◆ **Tasks to complete**:
A. List the header field names at the top of the CRA comment email.
B. Print everything in the CRA comment email from "The proposal will" down to "same exam procedures.".
C. Proceed with the CRA comment email, picking up after its final sentence.

◆ **Text under study**:

From: Carole Marshall [mailto:Carole.Marshall@unitybank.com]
Sent: Thursday, September 23, 2004 10:37 AM
To: Comments
Subject: Community Reinvestment : Rin number 3064-AC50
As a community
banker and compliance officer, I join my fellow community bankers
throughout
the nation in strong support of the FDIC’s
proposal to increase the asset size limit of banks eligible for the
streamlined small bank CRA examination.
The proposal will greatly alleviate unnecessary paperwork and examination
burden without weakening our commitment to reinvest in our communities.
Reinvesting in our communities is something we do everyday as a
matter of good business. My community bank could not survive if
my local community doesn’t thrive, my bank must be responsive
to community needs and promote and support community and economic
development.
We realize that the streamlined CRA exam is not an exemption from
CRA. It just doesn’t make sense and is inequitable to evaluate
a $500 million or $1 billion bank using the same exam procedures.
One of the problems with the current large bank CRA exam is that
the definition of “qualified investments” is too limited
and qualified investments can be difficult to find. Many community
banks have to invest in regional or statewide mortgage bonds or
housing bonds and these investments actually take resources away
from the bank’s local community. Community banks and communities
would be better off if the banks could truly reinvest those dollars
locally to support their own local economies and residents.

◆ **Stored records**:
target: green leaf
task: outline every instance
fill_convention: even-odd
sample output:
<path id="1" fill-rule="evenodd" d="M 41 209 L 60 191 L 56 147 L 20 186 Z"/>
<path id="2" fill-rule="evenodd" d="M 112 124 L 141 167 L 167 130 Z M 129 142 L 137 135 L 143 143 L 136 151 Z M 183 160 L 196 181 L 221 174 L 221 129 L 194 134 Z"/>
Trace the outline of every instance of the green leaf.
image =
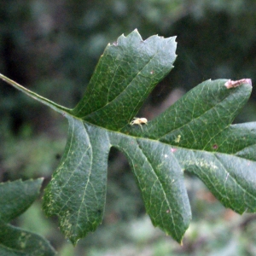
<path id="1" fill-rule="evenodd" d="M 0 255 L 53 256 L 55 255 L 55 252 L 42 236 L 1 223 Z"/>
<path id="2" fill-rule="evenodd" d="M 0 220 L 9 223 L 38 197 L 43 178 L 0 183 Z"/>
<path id="3" fill-rule="evenodd" d="M 230 125 L 250 96 L 249 79 L 207 80 L 146 125 L 130 124 L 172 69 L 174 39 L 153 36 L 143 41 L 134 31 L 108 44 L 73 109 L 1 75 L 69 122 L 44 209 L 58 215 L 73 244 L 102 221 L 111 147 L 126 155 L 154 225 L 180 243 L 191 218 L 184 172 L 198 176 L 225 207 L 239 213 L 256 211 L 256 123 Z"/>
<path id="4" fill-rule="evenodd" d="M 38 198 L 43 178 L 0 183 L 0 255 L 55 255 L 42 236 L 8 224 Z"/>

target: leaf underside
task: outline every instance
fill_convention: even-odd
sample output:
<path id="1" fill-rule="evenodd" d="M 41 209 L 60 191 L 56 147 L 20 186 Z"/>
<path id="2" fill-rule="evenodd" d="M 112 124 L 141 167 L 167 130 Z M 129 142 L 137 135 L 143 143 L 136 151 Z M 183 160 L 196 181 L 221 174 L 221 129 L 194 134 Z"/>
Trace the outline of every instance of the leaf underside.
<path id="1" fill-rule="evenodd" d="M 175 38 L 143 41 L 137 30 L 121 36 L 107 46 L 79 104 L 52 107 L 69 129 L 44 209 L 58 215 L 73 244 L 102 223 L 111 147 L 127 157 L 153 224 L 179 243 L 191 219 L 184 172 L 201 178 L 226 207 L 256 211 L 256 124 L 230 125 L 250 96 L 250 84 L 227 89 L 227 79 L 205 81 L 147 125 L 130 125 L 172 69 L 175 50 Z"/>

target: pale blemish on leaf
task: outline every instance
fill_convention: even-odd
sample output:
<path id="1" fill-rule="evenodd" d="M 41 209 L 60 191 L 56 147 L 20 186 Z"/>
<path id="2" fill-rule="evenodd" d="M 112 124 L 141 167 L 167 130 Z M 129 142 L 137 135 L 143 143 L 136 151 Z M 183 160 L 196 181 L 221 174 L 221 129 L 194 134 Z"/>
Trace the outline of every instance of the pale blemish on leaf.
<path id="1" fill-rule="evenodd" d="M 181 135 L 179 134 L 177 137 L 177 138 L 175 139 L 175 143 L 180 143 L 180 139 L 181 139 Z"/>

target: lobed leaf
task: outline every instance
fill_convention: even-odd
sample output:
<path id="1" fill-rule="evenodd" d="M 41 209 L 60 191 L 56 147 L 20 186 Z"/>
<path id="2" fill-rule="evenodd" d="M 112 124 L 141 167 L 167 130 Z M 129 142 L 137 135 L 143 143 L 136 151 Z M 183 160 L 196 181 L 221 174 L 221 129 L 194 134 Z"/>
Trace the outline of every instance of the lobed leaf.
<path id="1" fill-rule="evenodd" d="M 102 223 L 111 147 L 126 155 L 154 225 L 180 243 L 191 218 L 184 172 L 199 177 L 225 207 L 256 211 L 256 123 L 231 125 L 250 96 L 250 79 L 205 81 L 147 125 L 130 125 L 172 69 L 175 49 L 174 38 L 143 41 L 137 31 L 119 37 L 107 46 L 73 109 L 1 75 L 68 120 L 67 146 L 44 209 L 58 215 L 73 244 Z"/>

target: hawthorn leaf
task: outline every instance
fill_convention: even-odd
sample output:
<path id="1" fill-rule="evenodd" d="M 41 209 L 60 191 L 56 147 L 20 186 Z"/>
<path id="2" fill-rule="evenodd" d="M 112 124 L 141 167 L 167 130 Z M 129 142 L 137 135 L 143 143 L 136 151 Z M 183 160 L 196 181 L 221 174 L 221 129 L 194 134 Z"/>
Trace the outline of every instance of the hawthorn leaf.
<path id="1" fill-rule="evenodd" d="M 5 223 L 23 213 L 38 197 L 43 178 L 0 183 L 0 220 Z"/>
<path id="2" fill-rule="evenodd" d="M 56 253 L 41 236 L 0 221 L 0 255 L 54 256 Z"/>
<path id="3" fill-rule="evenodd" d="M 55 255 L 44 237 L 9 224 L 38 197 L 42 182 L 38 178 L 0 183 L 0 255 Z"/>
<path id="4" fill-rule="evenodd" d="M 175 50 L 175 38 L 143 41 L 137 30 L 120 36 L 107 46 L 73 109 L 0 75 L 68 120 L 65 152 L 45 189 L 44 209 L 58 215 L 74 245 L 102 221 L 111 147 L 127 157 L 153 224 L 179 243 L 191 219 L 184 172 L 199 177 L 225 207 L 256 211 L 256 123 L 231 125 L 250 96 L 250 79 L 205 81 L 146 125 L 130 125 L 173 67 Z"/>

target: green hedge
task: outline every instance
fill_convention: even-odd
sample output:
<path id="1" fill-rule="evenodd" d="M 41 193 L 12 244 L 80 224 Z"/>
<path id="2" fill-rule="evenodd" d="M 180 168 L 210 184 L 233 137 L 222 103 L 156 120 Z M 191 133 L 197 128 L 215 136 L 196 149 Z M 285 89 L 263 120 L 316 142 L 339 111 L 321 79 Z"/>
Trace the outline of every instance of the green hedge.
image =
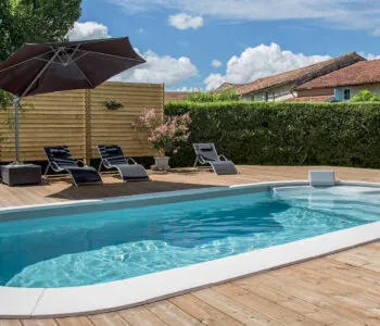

◆ **Answers per task**:
A. From, Sent, To, Subject

B.
The proposal will greatly alleviate unnecessary paperwork and examination
burden without weakening our commitment to reinvest in our communities.
Reinvesting in our communities is something we do everyday as a
matter of good business. My community bank could not survive if
my local community doesn’t thrive, my bank must be responsive
to community needs and promote and support community and economic
development.
We realize that the streamlined CRA exam is not an exemption from
CRA. It just doesn’t make sense and is inequitable to evaluate
a $500 million or $1 billion bank using the same exam procedures.

C.
Our bank participates in many community development activities
that do not qualify for credit. It would benefit the bank and the
community by expanding the definition of “community development” so
that it includes activities that benefit all residents in addition
to low and moderate income individuals. Community bank are frequently
called upon to support economic or infrastructure development such
as school construction, revitalizing Main Street or loans that
help create needed or better paying jobs. Community Banks are required
to give grants and donations to various non-profit charitable organizations
that currently do not qualify for CRA credit. Donations for medical
assistance and research such as walks for March of Dimes, MDA,
Cancer and participating in blood bank drives should qualify. Also,
donations to schools for scholarships, Girl/boy scouts groups and
educational tours of the bank for children. Financial education
should qualify for all children and adults who request it. The
time frame for Employee volunteer work should be expanded and should
not be limited to work hours only. Our Community Bank participates
in these activities and they should not be ineligible for CRA credit
because they do not benefit only low or moderate income individuals.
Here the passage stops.